• [What is expected]: Line by line, transcribe the records exactly.

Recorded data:
----------------

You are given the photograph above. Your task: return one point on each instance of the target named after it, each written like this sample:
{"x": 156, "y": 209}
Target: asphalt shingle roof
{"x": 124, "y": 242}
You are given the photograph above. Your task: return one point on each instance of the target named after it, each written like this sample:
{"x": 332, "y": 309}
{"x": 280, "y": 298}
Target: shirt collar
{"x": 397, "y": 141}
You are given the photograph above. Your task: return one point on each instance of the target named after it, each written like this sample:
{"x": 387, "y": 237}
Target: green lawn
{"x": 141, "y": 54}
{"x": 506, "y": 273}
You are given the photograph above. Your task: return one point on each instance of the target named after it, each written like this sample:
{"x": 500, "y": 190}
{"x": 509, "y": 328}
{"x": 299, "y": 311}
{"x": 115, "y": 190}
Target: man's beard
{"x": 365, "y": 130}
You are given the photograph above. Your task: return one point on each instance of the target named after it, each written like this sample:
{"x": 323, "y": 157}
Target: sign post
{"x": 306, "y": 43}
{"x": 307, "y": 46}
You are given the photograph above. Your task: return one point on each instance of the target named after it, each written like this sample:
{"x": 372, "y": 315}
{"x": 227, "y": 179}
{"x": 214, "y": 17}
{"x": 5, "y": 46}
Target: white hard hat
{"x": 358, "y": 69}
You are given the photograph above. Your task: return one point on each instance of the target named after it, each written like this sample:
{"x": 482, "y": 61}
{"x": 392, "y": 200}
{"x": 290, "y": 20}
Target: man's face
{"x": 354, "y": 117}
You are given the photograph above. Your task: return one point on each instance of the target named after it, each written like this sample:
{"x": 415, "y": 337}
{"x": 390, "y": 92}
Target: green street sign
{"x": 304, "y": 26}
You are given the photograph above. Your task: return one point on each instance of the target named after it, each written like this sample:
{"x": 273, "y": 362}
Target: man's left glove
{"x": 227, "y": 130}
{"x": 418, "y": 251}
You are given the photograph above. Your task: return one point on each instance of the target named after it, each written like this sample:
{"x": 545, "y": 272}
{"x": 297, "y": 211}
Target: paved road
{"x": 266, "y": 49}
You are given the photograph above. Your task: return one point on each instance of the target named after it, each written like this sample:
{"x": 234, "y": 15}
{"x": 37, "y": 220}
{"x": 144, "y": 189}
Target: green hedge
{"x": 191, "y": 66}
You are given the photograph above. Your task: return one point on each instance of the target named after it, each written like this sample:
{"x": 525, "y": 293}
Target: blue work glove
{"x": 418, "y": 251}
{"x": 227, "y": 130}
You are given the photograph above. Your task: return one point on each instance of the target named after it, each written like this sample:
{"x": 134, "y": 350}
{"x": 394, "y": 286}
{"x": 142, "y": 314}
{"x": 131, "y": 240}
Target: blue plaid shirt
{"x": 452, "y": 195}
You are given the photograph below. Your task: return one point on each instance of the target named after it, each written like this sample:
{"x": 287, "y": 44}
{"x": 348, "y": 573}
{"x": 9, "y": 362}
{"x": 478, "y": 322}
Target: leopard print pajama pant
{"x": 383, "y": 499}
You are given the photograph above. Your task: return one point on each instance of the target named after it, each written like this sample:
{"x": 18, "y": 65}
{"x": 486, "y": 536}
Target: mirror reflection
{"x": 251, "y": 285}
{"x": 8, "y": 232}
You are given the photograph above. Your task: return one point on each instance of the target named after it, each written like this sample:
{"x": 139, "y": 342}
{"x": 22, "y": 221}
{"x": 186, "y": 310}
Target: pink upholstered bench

----------------

• [Answer to this problem]:
You are given the photograph above. Your task: return one point on each instance of the target named after it, each written like this sample:
{"x": 156, "y": 209}
Target: asphalt shingle roof
{"x": 124, "y": 242}
You are given the photograph above. Your task: return one point on each instance of the target named after it, each written like this sample:
{"x": 332, "y": 309}
{"x": 280, "y": 298}
Target: shirt collar
{"x": 397, "y": 141}
You are given the photograph above. Your task: return one point on each instance of the target named after it, each written like this sample:
{"x": 387, "y": 237}
Target: green lawn
{"x": 141, "y": 54}
{"x": 506, "y": 273}
You are given the photograph above. Your task: return one point on each instance of the target named after it, each written like this sample:
{"x": 500, "y": 190}
{"x": 509, "y": 328}
{"x": 299, "y": 311}
{"x": 115, "y": 190}
Target: man's beard
{"x": 365, "y": 130}
You are given the photograph above. Your task: return one point on each instance of the target named after it, each written like this sample:
{"x": 323, "y": 157}
Target: sign post
{"x": 306, "y": 43}
{"x": 307, "y": 46}
You are given the photograph above. Your task: return one point on each instance of the target named after it, each written like this sample:
{"x": 372, "y": 315}
{"x": 227, "y": 179}
{"x": 214, "y": 17}
{"x": 5, "y": 46}
Target: white hard hat
{"x": 358, "y": 69}
You are given the photograph above. Your task: return one point on each instance of the target named after it, each written like this sample:
{"x": 482, "y": 61}
{"x": 392, "y": 200}
{"x": 290, "y": 20}
Target: man's face
{"x": 354, "y": 117}
You are given the photograph above. Your task: return one point on each instance of the target named after it, each written like this sample:
{"x": 415, "y": 337}
{"x": 390, "y": 92}
Target: green street sign
{"x": 304, "y": 26}
You are given the photograph above. Your task: return one point on each instance of the target named after it, each written like this sample:
{"x": 273, "y": 362}
Target: man's left glove
{"x": 227, "y": 130}
{"x": 418, "y": 251}
You are given the photograph above. Your task: return one point on each instance of the target named after it, each written like this sample:
{"x": 545, "y": 272}
{"x": 297, "y": 211}
Target: paved road
{"x": 266, "y": 49}
You are given the photograph above. Your task: return one point on each instance of the target named after it, each written like this sample:
{"x": 234, "y": 15}
{"x": 37, "y": 220}
{"x": 144, "y": 189}
Target: green hedge
{"x": 191, "y": 66}
You are given the photograph above. Your task: return one point on each instance of the target named after it, each written like this sample:
{"x": 525, "y": 293}
Target: blue work glove
{"x": 418, "y": 251}
{"x": 227, "y": 130}
You are given the photograph above. Your task: return one point on each instance of the target named after it, each written like this sample:
{"x": 134, "y": 350}
{"x": 394, "y": 286}
{"x": 142, "y": 314}
{"x": 131, "y": 240}
Target: blue plaid shirt
{"x": 452, "y": 195}
You are given the photograph below. Your task: return one point on each instance of the target named after it, each written like this sample:
{"x": 287, "y": 44}
{"x": 348, "y": 573}
{"x": 9, "y": 362}
{"x": 478, "y": 322}
Target: leopard print pajama pant
{"x": 383, "y": 499}
You are given the photograph above. Your task: return one point on each instance of the target named after it, each written like this sample:
{"x": 18, "y": 65}
{"x": 486, "y": 536}
Target: mirror reflection
{"x": 251, "y": 285}
{"x": 8, "y": 232}
You are given the photograph above. Your task: return one point on each instance of the target named after it, each written like this sample:
{"x": 139, "y": 342}
{"x": 22, "y": 221}
{"x": 186, "y": 310}
Target: pink upholstered bench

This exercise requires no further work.